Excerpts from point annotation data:
----
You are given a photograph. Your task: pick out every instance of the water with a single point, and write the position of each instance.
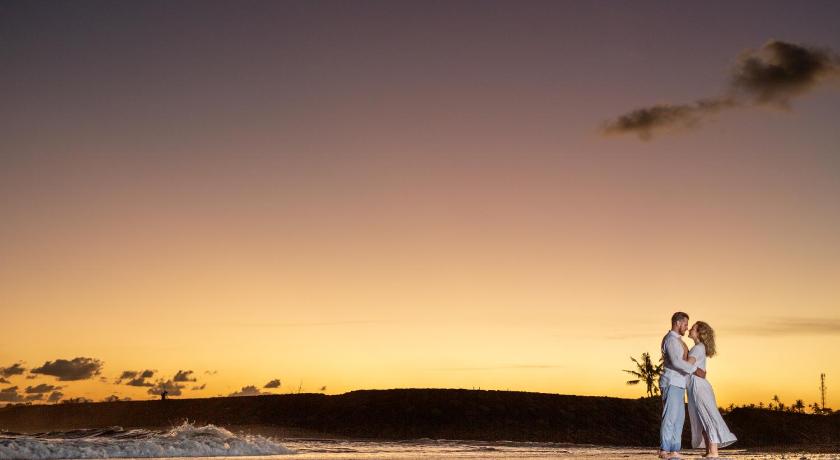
(208, 441)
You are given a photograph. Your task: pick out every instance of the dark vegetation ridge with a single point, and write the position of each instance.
(430, 413)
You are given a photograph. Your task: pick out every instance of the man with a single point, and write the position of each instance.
(672, 383)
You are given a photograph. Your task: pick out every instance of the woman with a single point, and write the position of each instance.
(707, 426)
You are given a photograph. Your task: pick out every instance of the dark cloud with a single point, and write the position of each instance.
(10, 395)
(648, 119)
(780, 71)
(184, 376)
(14, 369)
(172, 388)
(249, 390)
(773, 75)
(137, 378)
(512, 366)
(127, 375)
(42, 388)
(75, 369)
(781, 327)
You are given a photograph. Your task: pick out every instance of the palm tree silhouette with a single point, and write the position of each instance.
(645, 372)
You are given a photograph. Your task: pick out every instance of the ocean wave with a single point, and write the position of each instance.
(186, 440)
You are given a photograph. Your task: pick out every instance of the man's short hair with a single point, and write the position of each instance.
(678, 316)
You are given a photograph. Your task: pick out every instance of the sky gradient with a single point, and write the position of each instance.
(394, 194)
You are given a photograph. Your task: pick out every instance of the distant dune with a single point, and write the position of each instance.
(427, 413)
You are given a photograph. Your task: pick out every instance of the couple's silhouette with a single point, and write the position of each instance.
(683, 370)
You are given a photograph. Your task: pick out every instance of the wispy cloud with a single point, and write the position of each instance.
(68, 370)
(507, 366)
(14, 369)
(770, 76)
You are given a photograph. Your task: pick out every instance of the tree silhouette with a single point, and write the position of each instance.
(645, 372)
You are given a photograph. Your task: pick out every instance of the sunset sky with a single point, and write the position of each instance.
(372, 195)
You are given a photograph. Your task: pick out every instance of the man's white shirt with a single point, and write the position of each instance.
(677, 370)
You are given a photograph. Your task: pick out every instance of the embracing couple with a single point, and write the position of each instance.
(685, 369)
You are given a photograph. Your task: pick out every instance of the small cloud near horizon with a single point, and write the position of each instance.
(184, 376)
(249, 390)
(171, 388)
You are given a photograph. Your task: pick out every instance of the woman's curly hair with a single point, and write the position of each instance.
(707, 337)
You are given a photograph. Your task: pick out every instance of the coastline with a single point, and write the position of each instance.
(454, 414)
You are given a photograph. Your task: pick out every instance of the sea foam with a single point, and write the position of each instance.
(186, 440)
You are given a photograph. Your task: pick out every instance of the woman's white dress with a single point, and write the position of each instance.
(702, 407)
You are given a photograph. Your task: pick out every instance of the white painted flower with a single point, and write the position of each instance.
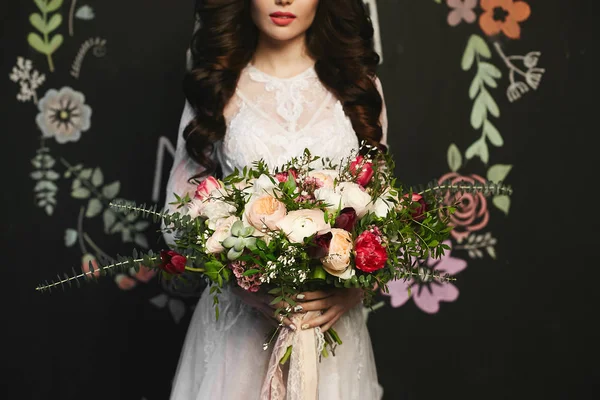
(63, 115)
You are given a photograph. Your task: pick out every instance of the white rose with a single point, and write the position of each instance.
(337, 261)
(264, 210)
(354, 196)
(222, 232)
(332, 199)
(382, 206)
(217, 209)
(301, 224)
(264, 185)
(326, 177)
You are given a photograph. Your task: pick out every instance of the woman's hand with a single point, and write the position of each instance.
(333, 303)
(261, 303)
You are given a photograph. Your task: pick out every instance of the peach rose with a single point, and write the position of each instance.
(300, 224)
(337, 261)
(325, 177)
(264, 210)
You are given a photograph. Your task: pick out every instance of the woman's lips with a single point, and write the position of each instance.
(282, 18)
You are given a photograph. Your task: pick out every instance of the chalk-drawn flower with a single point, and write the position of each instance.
(472, 213)
(503, 16)
(63, 115)
(427, 296)
(462, 10)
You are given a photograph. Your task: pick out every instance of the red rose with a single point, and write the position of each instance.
(370, 254)
(362, 170)
(172, 262)
(346, 220)
(419, 212)
(283, 176)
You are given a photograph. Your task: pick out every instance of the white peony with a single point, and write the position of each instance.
(329, 197)
(353, 195)
(300, 224)
(222, 232)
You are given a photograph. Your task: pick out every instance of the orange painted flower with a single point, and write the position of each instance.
(503, 15)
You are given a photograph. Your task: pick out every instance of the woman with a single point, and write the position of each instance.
(270, 78)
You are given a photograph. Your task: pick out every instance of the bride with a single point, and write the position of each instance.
(270, 78)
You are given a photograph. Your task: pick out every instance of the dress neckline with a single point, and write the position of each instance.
(308, 72)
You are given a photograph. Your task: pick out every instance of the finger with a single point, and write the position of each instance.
(316, 295)
(329, 324)
(316, 305)
(322, 319)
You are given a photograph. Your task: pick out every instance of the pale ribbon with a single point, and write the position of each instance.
(302, 373)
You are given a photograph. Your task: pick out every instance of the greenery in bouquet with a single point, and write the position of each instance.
(307, 225)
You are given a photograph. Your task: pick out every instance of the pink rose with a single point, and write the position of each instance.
(371, 256)
(206, 187)
(472, 213)
(362, 170)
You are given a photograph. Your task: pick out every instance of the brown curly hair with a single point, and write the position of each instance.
(340, 40)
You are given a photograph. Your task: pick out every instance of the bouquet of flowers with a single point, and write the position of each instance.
(306, 225)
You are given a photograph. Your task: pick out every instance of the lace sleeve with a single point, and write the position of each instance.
(383, 117)
(183, 168)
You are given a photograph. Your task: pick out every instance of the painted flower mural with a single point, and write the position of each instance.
(428, 295)
(503, 16)
(63, 115)
(472, 214)
(462, 10)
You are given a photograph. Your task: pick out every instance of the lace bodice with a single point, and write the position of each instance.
(274, 119)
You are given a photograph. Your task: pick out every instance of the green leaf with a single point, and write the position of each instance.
(54, 23)
(38, 22)
(141, 240)
(475, 45)
(478, 113)
(81, 193)
(491, 104)
(97, 177)
(491, 251)
(478, 148)
(475, 85)
(94, 208)
(70, 237)
(109, 219)
(454, 157)
(41, 5)
(55, 43)
(38, 44)
(54, 5)
(502, 202)
(492, 134)
(498, 172)
(110, 191)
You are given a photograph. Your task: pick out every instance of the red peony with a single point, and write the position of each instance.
(362, 170)
(172, 262)
(346, 220)
(370, 254)
(283, 176)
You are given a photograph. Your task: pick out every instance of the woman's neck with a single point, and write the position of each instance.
(282, 59)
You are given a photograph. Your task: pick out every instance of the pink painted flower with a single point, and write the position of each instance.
(472, 213)
(427, 296)
(462, 10)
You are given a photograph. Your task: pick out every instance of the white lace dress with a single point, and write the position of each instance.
(273, 119)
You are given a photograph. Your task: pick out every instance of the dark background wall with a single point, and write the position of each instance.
(512, 326)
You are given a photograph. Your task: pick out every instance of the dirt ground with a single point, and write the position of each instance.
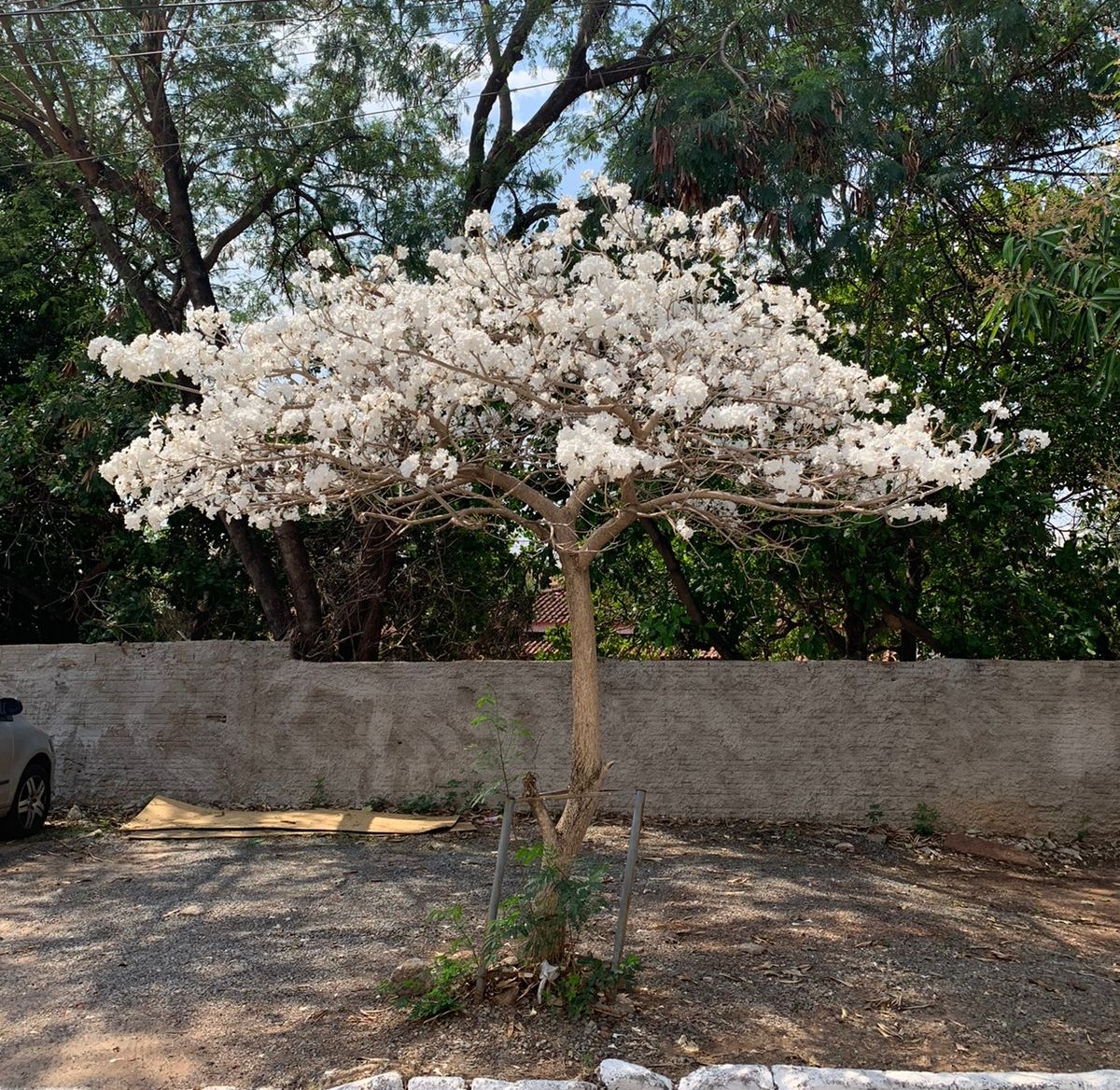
----
* SET TASK: Count how many lines in the listing above contain the string "tree". Reply with the number only.

* RESPONSE: 2